- 待完成任务 -
依据 vllm4mteb 项目说明,为何要把 config.json 中 architectures 的值改成自定义 Embedding 类的名称?请用一至三句话作答。

[引文段落]

WuNein / vllm4mteb

vLLM for embedding tasks using Original LLMs (Qwen2, LLaMA)
MIT License
19 stars 0 forks source link

vllm4mteb

支持了Qwen2

Notice 可能要注意的问题

Problem 1

https://github.com/vllm-project/vllm/blob/main/vllm/model_executor/models/llama_embedding.py is not working with raw LLM!

这个脚本在没有用Sentence-bert训练过的模型上是用不了的,建议参考我这个项目的MTEB

https://github.com/vllm-project/vllm/blob/4ef41b84766670c1bd8079f58d35bf32b5bcb3ab/vllm/model_executor/models/llama_embedding.py#L77 Problem is here

问题出在加载权重上。

此外,lm_head也不要加载!正常Dense Embedding模型是完全不用这个的。

if "lm_head" in name: 
    continue

is a must.

Problem 2 务必请修改config.json Don't miss architecture change in config.json

{
  ...
  "architectures": [
    "LlamaForCausalLM"
  ],
  ...
}

Change / 修改

{
  ...
  "architectures": [
    "MyLlamaEmbeddingModel"
  ],
  ...
}

修改成和你自定义的Embedding Class一样的architectures,目的是让vLLM认为是你新实现的模型!

If not, this is the problem!! 如果你不改就是这个错误!!

[/引文段落]
[所给条目]

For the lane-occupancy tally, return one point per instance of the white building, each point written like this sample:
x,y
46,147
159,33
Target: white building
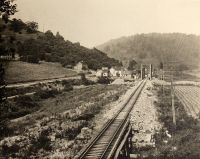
x,y
80,66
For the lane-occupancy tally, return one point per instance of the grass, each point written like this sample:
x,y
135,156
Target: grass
x,y
17,71
82,105
184,142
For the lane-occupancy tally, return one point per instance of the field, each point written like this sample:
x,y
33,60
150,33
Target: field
x,y
190,98
17,71
61,125
180,141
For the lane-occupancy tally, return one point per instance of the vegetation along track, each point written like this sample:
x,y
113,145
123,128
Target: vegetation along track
x,y
102,146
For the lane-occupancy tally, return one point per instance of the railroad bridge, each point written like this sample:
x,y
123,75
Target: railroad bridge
x,y
114,141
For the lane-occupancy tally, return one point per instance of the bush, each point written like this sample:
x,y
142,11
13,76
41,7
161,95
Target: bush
x,y
44,94
104,80
67,85
30,59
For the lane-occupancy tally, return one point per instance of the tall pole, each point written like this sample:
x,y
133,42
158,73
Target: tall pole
x,y
142,72
173,107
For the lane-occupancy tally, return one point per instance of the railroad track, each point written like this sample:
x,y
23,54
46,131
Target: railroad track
x,y
104,144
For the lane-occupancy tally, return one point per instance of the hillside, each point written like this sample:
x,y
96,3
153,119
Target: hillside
x,y
33,46
18,71
155,47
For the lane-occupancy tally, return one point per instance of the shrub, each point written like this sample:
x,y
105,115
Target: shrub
x,y
67,85
104,80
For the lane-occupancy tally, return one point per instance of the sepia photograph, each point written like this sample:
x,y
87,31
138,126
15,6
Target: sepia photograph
x,y
99,79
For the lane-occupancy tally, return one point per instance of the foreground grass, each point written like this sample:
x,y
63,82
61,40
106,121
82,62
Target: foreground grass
x,y
62,125
18,71
185,139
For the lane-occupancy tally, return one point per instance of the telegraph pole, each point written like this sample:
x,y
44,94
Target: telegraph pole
x,y
173,107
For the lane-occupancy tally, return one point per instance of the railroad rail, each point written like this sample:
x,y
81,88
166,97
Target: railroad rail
x,y
107,143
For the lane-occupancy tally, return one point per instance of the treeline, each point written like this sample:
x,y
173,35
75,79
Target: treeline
x,y
155,48
33,46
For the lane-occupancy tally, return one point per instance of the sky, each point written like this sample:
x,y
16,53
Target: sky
x,y
93,22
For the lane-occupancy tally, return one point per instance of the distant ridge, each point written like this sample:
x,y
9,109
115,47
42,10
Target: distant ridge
x,y
155,47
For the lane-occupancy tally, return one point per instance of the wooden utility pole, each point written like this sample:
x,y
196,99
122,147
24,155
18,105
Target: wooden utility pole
x,y
173,107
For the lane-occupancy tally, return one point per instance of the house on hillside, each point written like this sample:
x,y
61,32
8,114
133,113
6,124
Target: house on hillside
x,y
116,71
80,66
104,72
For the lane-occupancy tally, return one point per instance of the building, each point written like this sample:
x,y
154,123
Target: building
x,y
104,72
81,66
116,71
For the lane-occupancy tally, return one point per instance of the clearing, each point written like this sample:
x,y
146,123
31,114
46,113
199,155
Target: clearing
x,y
18,71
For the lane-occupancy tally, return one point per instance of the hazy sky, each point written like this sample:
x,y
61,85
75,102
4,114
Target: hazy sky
x,y
92,22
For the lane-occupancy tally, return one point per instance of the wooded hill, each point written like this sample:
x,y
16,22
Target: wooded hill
x,y
33,46
155,48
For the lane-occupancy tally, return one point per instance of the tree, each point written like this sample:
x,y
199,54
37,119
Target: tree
x,y
7,8
30,51
17,25
32,27
132,65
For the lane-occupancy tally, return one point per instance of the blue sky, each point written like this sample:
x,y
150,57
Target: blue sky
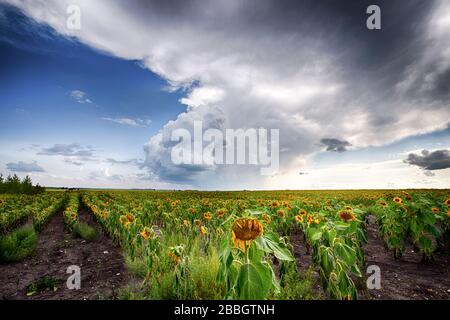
x,y
92,107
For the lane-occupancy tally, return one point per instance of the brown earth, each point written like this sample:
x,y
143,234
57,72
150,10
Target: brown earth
x,y
408,277
101,262
401,279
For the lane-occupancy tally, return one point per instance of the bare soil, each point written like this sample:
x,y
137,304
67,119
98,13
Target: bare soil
x,y
401,279
407,278
101,262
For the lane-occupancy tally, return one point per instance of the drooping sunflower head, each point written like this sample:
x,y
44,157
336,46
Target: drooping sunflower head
x,y
246,229
146,233
274,204
130,217
280,213
207,216
347,216
397,200
221,212
124,221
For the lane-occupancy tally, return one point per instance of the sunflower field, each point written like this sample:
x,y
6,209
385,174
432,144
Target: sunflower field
x,y
238,245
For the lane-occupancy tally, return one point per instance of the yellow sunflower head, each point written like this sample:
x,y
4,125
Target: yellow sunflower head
x,y
207,216
146,233
347,216
221,212
245,230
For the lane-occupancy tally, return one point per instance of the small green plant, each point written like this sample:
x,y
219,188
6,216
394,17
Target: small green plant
x,y
84,231
43,284
18,245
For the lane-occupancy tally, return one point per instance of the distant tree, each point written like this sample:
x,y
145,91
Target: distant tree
x,y
13,184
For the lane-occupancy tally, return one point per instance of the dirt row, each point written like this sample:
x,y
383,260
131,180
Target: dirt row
x,y
101,265
103,270
401,279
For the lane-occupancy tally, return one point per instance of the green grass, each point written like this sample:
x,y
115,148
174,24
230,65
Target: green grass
x,y
43,284
18,245
84,231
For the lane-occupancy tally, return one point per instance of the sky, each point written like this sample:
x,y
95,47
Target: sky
x,y
96,106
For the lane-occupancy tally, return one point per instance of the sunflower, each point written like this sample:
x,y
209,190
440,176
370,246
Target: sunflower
x,y
347,216
146,233
398,199
221,212
244,230
175,258
124,221
207,216
130,218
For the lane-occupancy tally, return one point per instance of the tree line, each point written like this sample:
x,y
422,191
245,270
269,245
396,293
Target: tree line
x,y
13,184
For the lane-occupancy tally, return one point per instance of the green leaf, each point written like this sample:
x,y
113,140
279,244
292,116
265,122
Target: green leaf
x,y
346,253
280,252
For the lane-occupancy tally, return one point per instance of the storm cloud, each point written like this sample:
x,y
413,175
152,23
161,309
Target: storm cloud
x,y
436,160
308,68
24,167
335,145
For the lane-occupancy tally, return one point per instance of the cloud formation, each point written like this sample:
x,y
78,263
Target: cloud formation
x,y
335,145
136,122
435,160
24,167
308,68
80,96
69,150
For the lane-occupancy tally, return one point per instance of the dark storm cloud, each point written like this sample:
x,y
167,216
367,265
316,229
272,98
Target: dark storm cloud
x,y
335,145
135,162
436,160
68,150
24,167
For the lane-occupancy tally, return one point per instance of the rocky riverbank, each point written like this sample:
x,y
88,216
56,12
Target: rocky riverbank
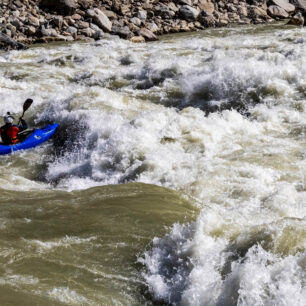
x,y
24,22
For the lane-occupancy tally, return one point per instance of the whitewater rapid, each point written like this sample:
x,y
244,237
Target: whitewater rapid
x,y
219,116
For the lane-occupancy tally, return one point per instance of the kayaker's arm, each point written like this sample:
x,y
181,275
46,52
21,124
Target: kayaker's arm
x,y
23,125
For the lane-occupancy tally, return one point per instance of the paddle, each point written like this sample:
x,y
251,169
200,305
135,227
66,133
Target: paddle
x,y
26,105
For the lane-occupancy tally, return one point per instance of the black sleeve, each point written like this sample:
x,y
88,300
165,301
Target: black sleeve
x,y
23,125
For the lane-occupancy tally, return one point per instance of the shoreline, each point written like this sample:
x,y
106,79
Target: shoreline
x,y
26,22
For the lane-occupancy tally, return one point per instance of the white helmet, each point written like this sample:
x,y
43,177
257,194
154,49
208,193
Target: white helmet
x,y
8,119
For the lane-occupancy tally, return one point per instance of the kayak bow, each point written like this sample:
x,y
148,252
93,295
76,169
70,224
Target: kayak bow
x,y
37,137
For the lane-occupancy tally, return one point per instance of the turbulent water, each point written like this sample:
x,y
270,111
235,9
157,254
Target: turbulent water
x,y
177,175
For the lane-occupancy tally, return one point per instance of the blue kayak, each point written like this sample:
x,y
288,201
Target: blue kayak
x,y
35,138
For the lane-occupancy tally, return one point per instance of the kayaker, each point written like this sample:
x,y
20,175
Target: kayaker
x,y
9,131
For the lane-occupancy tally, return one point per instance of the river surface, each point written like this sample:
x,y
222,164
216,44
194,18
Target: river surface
x,y
177,175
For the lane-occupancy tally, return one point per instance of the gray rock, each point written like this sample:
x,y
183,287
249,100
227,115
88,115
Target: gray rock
x,y
64,7
142,15
72,30
48,32
276,11
58,21
297,20
288,7
100,19
207,6
147,34
188,13
33,21
135,21
9,42
301,4
152,27
123,32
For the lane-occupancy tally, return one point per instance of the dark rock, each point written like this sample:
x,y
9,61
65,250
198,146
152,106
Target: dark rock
x,y
8,42
85,4
100,19
300,4
64,7
297,20
123,32
207,6
276,11
188,13
288,7
147,34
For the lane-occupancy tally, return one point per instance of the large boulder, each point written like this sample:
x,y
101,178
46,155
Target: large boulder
x,y
7,42
147,34
188,13
297,20
207,6
64,7
100,19
301,4
278,12
288,7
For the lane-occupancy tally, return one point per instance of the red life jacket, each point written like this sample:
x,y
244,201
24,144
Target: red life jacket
x,y
12,133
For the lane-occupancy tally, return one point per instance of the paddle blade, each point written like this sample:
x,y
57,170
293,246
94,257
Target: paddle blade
x,y
27,104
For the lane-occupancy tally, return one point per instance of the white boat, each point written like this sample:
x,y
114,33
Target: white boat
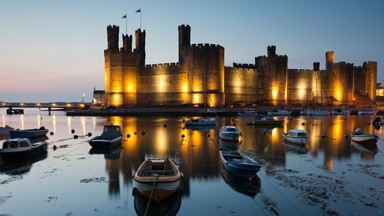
x,y
296,136
339,111
367,140
367,112
157,179
18,148
247,112
111,136
267,121
230,133
200,122
318,112
277,112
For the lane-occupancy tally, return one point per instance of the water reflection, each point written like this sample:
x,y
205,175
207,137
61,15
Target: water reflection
x,y
195,149
145,206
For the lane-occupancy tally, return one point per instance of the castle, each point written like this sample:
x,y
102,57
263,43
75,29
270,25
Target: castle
x,y
200,78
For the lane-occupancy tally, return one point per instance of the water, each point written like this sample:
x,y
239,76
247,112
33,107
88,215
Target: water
x,y
328,176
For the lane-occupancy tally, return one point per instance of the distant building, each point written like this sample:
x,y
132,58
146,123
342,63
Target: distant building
x,y
200,78
98,97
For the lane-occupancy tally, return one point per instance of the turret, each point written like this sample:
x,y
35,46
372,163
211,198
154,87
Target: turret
x,y
271,51
316,66
127,43
329,60
140,44
184,40
113,37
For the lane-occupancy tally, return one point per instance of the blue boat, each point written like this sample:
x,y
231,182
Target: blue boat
x,y
28,133
237,164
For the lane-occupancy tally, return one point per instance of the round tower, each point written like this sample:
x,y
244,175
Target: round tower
x,y
329,60
113,37
184,40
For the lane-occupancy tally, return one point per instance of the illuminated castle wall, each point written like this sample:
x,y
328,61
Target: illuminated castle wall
x,y
200,77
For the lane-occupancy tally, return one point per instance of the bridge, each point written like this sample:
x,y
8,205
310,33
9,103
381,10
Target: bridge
x,y
16,107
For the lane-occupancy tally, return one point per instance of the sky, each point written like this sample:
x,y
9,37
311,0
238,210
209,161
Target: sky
x,y
53,51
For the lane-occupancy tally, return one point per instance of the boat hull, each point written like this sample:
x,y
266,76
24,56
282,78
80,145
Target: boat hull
x,y
297,140
266,122
14,156
241,168
98,142
205,122
27,133
368,141
229,136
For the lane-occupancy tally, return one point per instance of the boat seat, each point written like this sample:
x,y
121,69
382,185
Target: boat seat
x,y
150,172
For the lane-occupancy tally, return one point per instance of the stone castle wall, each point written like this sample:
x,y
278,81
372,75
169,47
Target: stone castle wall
x,y
201,78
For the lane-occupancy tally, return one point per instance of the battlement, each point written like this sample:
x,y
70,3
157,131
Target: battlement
x,y
244,65
164,65
206,45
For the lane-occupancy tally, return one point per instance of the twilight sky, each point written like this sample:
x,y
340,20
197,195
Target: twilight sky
x,y
52,51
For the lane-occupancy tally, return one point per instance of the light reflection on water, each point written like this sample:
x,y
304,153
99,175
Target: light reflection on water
x,y
205,184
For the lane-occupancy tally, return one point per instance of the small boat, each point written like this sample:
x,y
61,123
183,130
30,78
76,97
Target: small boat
x,y
250,187
363,149
28,133
318,112
296,136
230,133
299,149
17,148
157,178
266,121
367,112
238,164
111,136
278,112
200,122
4,131
366,140
339,111
247,112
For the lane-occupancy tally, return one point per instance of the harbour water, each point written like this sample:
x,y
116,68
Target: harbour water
x,y
328,176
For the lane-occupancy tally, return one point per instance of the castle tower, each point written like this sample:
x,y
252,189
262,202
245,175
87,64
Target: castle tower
x,y
113,37
184,41
140,44
271,51
316,66
127,43
371,79
329,60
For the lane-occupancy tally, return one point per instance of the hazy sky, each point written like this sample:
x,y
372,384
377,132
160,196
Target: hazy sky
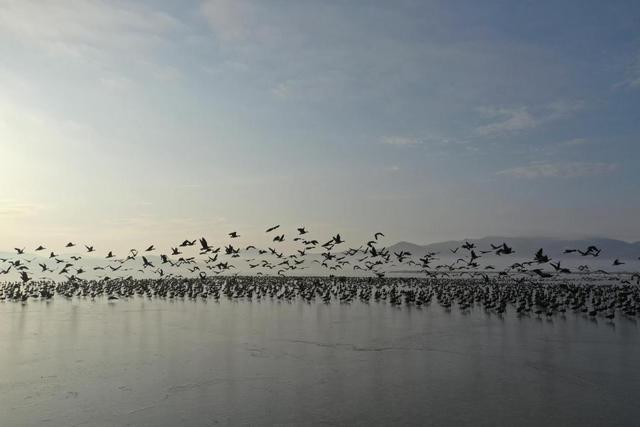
x,y
130,122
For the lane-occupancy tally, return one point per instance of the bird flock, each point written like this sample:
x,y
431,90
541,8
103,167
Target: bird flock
x,y
195,269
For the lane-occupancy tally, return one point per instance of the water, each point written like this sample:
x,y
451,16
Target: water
x,y
155,362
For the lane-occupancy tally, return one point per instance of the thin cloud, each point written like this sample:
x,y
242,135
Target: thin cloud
x,y
401,141
503,120
559,170
77,27
575,142
17,209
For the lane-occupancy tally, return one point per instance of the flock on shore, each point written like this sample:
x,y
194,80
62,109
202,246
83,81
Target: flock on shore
x,y
194,269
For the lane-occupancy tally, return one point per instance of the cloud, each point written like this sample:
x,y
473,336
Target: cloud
x,y
401,141
17,209
561,170
575,142
229,19
632,80
506,120
503,120
76,27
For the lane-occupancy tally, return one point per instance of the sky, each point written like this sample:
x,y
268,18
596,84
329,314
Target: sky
x,y
125,122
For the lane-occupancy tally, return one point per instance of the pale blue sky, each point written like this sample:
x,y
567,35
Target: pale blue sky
x,y
127,122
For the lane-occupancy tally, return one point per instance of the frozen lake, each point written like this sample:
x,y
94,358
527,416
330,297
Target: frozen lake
x,y
159,362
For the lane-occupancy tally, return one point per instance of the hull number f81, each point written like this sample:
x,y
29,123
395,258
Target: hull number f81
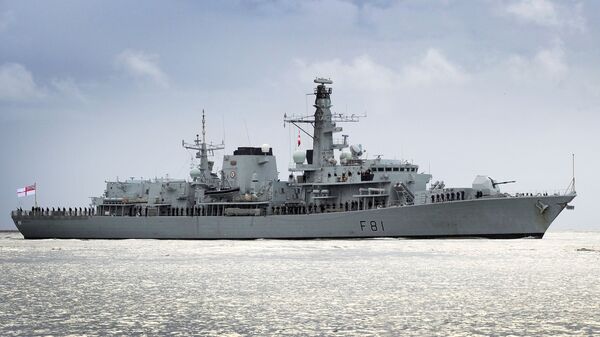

[/所给条目]

- 书面解答 -
这样修改是为了让 vLLM 认为所加载的是新实现的模型。因此,需将原来的 "LlamaForCausalLM" 改为与自定义 Embedding Class 相同的名称,例如 "MyLlamaEmbeddingModel"。